[BEGIN Task inputs]
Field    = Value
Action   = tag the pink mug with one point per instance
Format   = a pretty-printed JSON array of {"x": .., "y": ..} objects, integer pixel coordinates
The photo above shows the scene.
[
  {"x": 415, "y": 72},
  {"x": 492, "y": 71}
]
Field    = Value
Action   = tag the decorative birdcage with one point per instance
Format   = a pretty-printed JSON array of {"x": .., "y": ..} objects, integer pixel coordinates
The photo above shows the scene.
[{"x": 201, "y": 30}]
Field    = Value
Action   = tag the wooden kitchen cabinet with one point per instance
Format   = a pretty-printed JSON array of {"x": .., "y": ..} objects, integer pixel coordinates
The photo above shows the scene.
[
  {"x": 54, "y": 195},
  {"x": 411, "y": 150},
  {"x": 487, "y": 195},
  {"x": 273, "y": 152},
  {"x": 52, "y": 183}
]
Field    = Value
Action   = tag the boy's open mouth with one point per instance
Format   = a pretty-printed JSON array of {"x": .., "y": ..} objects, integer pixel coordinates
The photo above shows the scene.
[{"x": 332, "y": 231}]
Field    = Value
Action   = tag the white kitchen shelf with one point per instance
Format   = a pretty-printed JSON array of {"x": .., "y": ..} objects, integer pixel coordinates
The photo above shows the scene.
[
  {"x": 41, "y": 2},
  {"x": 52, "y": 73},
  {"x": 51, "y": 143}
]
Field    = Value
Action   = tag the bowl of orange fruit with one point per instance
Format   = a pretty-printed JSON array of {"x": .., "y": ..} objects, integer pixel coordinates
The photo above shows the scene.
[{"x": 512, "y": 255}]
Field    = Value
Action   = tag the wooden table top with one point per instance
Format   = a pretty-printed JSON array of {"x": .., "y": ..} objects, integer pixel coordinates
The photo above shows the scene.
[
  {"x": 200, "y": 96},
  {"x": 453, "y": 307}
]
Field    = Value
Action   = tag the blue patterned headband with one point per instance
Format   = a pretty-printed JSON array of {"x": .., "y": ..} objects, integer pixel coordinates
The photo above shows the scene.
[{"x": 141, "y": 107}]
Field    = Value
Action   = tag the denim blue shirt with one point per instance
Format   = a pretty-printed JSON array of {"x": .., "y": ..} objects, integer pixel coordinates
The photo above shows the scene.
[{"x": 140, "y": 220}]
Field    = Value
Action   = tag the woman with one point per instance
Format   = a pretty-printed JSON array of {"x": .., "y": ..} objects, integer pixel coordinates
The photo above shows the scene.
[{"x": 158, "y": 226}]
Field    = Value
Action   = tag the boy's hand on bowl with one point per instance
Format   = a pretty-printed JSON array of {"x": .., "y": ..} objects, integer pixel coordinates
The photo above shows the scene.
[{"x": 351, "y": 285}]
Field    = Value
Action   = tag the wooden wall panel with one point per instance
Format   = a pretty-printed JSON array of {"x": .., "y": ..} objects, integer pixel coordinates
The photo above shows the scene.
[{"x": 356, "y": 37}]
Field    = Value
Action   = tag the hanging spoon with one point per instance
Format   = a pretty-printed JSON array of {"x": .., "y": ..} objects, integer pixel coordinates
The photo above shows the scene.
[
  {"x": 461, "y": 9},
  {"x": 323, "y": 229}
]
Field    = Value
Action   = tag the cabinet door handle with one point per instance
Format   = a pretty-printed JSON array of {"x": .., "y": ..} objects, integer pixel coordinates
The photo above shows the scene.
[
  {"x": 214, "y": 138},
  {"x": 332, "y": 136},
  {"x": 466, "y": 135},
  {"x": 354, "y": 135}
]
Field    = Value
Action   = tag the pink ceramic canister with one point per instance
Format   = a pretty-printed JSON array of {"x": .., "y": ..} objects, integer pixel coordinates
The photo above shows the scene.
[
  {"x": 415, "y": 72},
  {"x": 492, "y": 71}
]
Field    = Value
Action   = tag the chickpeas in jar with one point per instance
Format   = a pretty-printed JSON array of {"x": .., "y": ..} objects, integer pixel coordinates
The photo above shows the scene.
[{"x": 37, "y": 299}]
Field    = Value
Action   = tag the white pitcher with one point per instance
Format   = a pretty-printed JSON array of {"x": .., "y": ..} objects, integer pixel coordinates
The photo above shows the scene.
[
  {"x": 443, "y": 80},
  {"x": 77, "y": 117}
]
[END Task inputs]
- Set task:
Can you reproduce all the material exactly?

- Answer to this task:
Field    = Value
Action   = tag the pink mug with one point per instance
Format   = a pretty-printed JSON array of {"x": .., "y": ..} objects, integer pixel coordinates
The photo above shows the scene.
[
  {"x": 415, "y": 72},
  {"x": 492, "y": 71}
]
Field    = Value
Action   = tag the decorative birdcage with one point per instance
Format   = a pretty-printed JSON array of {"x": .., "y": ..} objects, integer pixel coordinates
The photo above shows the scene.
[{"x": 201, "y": 30}]
Field    = Value
Action   = tag the wooden kitchen cabinet with one point per instance
Format   = a pretty-printed JSON array of {"x": .., "y": ..} objects, integer pixel coordinates
The photo above shows the scene.
[
  {"x": 54, "y": 195},
  {"x": 411, "y": 150},
  {"x": 487, "y": 195},
  {"x": 273, "y": 152},
  {"x": 52, "y": 183}
]
Field    = Value
Action   = tag the boy's open mouth with one point per instance
Format   = a pretty-printed JSON array of {"x": .., "y": ..} objects, integer pixel coordinates
The photo above shows the scene.
[{"x": 332, "y": 231}]
Field    = Value
Action   = tag the white kitchen shelf with one point per instance
Format   = a pretty-printed JSON array of {"x": .., "y": ..} objects, integer pixel coordinates
The photo above shows the scene.
[
  {"x": 41, "y": 2},
  {"x": 52, "y": 73},
  {"x": 51, "y": 143}
]
Field    = Value
Action   = tag the bowl of orange fruit with one point per instance
Format   = a pretty-printed JSON array of {"x": .., "y": ..} objects, integer pixel coordinates
The photo above shows the scene.
[{"x": 512, "y": 255}]
Field    = Value
Action   = tag the wooden table top with one point per instance
Format   = a pretty-printed JSON array of {"x": .., "y": ..} objects, integer pixel coordinates
The photo above shows the scene.
[
  {"x": 200, "y": 96},
  {"x": 453, "y": 307}
]
Field    = Value
Action   = tag the blue patterned headband with one point per instance
Format   = a pretty-printed JSON array of {"x": .., "y": ..} objects, integer pixel coordinates
The photo above shows the scene.
[{"x": 141, "y": 107}]
Field    = Value
Action   = tag the denim blue shirt with one point per instance
Format   = a pretty-printed JSON array of {"x": .., "y": ..} objects, integer pixel coordinates
The photo above shows the scene.
[{"x": 140, "y": 220}]
Field    = Value
Action   = tag the woman with one point per instance
Format   = a pretty-printed JSON array of {"x": .., "y": ..} objects, integer pixel coordinates
The photo above shows the scene.
[{"x": 158, "y": 226}]
Field    = Value
Action   = tag the boy's hand on bowl with one point per instance
Format   = a pretty-printed JSON array of {"x": .., "y": ..} objects, integer pixel coordinates
The photo above shows the scene.
[{"x": 351, "y": 285}]
Field    = Value
Action   = tag the wooden wall panel with one point per instance
Format   = a pretty-printed JSON array of {"x": .., "y": ..} objects, integer pixel coordinates
The photo above shows the scene.
[{"x": 356, "y": 37}]
Field    = Value
Action   = tag the hanging spoon with one point per instance
Format   = a pretty-printed JSON array of {"x": .., "y": ..} objects, integer pixel coordinates
The photo above shows the scene.
[
  {"x": 461, "y": 9},
  {"x": 323, "y": 229}
]
Field    = Value
Action   = tag the cabinet door handle with one point per instance
Format   = a pretty-printed JSON array of {"x": .., "y": ..} objects, integer pixel coordinates
The photo above shows the scene.
[
  {"x": 214, "y": 138},
  {"x": 332, "y": 136},
  {"x": 466, "y": 135},
  {"x": 354, "y": 135}
]
Field    = Value
Action   = tag the pink ceramic canister with one point per instance
Format   = a pretty-printed JSON array of {"x": .., "y": ..} objects, integer pixel coordinates
The photo above shows the scene.
[
  {"x": 415, "y": 72},
  {"x": 492, "y": 71}
]
Field    = Value
Action   = tag the chickpeas in jar with one point per instance
Format   = a pretty-printed JSON array of {"x": .., "y": ..} objects, integer pixel coordinates
The photo above shows the scene.
[{"x": 37, "y": 299}]
Field    = Value
Action   = tag the white pitcher with one point per instance
Format   = a pretty-printed JSON array of {"x": .., "y": ..} objects, integer pixel coordinates
The photo above shows the scene.
[
  {"x": 443, "y": 80},
  {"x": 77, "y": 117}
]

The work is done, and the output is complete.